INSTRUCTIONS TO FOLLOW: Lines holding the string "crop" are the ones to copy from this listing.

PROVIDED DATA:
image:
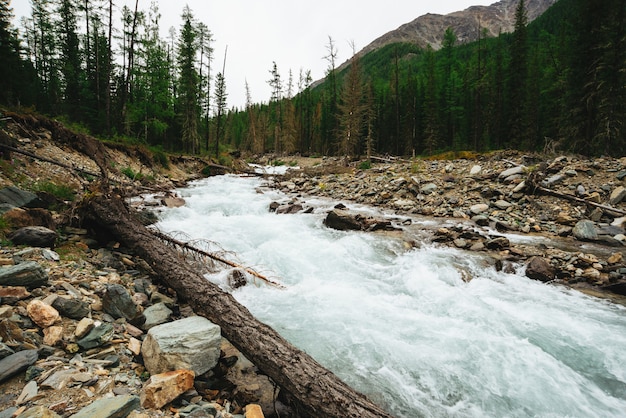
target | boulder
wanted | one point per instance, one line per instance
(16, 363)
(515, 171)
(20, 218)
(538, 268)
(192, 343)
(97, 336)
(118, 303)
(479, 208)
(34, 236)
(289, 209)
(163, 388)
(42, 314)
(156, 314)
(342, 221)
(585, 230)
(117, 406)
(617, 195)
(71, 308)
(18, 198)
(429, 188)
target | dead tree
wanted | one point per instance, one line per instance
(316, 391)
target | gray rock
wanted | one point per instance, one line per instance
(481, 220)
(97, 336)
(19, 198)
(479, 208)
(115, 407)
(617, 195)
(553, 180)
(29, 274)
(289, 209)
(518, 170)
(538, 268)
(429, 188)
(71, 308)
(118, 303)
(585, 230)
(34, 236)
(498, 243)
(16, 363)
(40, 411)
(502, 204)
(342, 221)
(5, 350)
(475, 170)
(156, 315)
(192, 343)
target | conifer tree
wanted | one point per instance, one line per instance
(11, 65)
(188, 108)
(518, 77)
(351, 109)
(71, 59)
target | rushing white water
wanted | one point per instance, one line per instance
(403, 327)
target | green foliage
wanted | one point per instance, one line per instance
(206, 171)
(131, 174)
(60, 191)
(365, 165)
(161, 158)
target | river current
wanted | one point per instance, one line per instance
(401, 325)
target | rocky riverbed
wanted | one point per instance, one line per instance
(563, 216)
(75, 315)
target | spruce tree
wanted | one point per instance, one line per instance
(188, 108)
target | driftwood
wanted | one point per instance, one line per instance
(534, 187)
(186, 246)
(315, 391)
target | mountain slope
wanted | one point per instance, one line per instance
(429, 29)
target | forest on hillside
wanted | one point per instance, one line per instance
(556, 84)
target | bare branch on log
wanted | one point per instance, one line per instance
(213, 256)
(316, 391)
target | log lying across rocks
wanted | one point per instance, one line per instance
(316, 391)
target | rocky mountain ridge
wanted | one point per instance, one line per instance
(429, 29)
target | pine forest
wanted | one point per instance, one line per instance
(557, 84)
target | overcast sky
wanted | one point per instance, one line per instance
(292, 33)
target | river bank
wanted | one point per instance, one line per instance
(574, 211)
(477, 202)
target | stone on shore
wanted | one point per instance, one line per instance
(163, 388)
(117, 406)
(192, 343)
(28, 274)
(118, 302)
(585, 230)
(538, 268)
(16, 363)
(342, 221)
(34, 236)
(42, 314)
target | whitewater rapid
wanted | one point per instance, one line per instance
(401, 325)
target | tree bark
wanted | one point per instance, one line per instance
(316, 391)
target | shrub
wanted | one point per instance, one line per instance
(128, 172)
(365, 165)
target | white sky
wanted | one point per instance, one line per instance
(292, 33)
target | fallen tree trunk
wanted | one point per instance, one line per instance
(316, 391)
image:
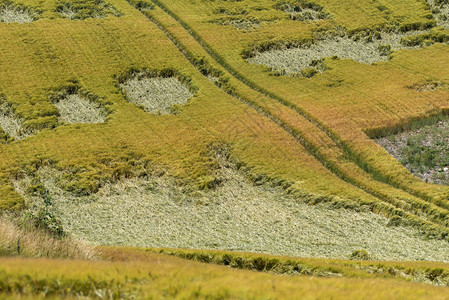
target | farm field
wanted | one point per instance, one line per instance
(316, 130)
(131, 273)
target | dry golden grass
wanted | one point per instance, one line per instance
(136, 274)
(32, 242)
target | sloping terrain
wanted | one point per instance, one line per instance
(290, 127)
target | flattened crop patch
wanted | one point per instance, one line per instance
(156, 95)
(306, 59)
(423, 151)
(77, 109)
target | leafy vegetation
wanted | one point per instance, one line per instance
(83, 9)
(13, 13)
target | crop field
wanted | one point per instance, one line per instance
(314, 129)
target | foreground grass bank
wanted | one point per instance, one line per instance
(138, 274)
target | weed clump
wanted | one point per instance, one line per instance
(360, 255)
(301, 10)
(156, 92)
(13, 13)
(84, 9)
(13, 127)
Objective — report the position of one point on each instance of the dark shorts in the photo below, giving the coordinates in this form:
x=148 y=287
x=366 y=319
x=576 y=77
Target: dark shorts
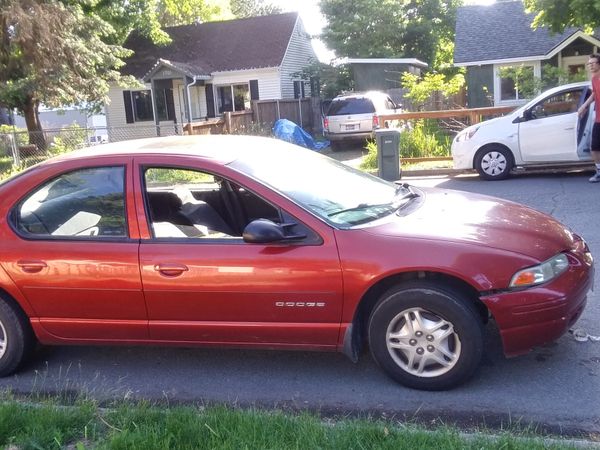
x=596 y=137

TASK RESULT:
target | flattened crop patch
target | crop field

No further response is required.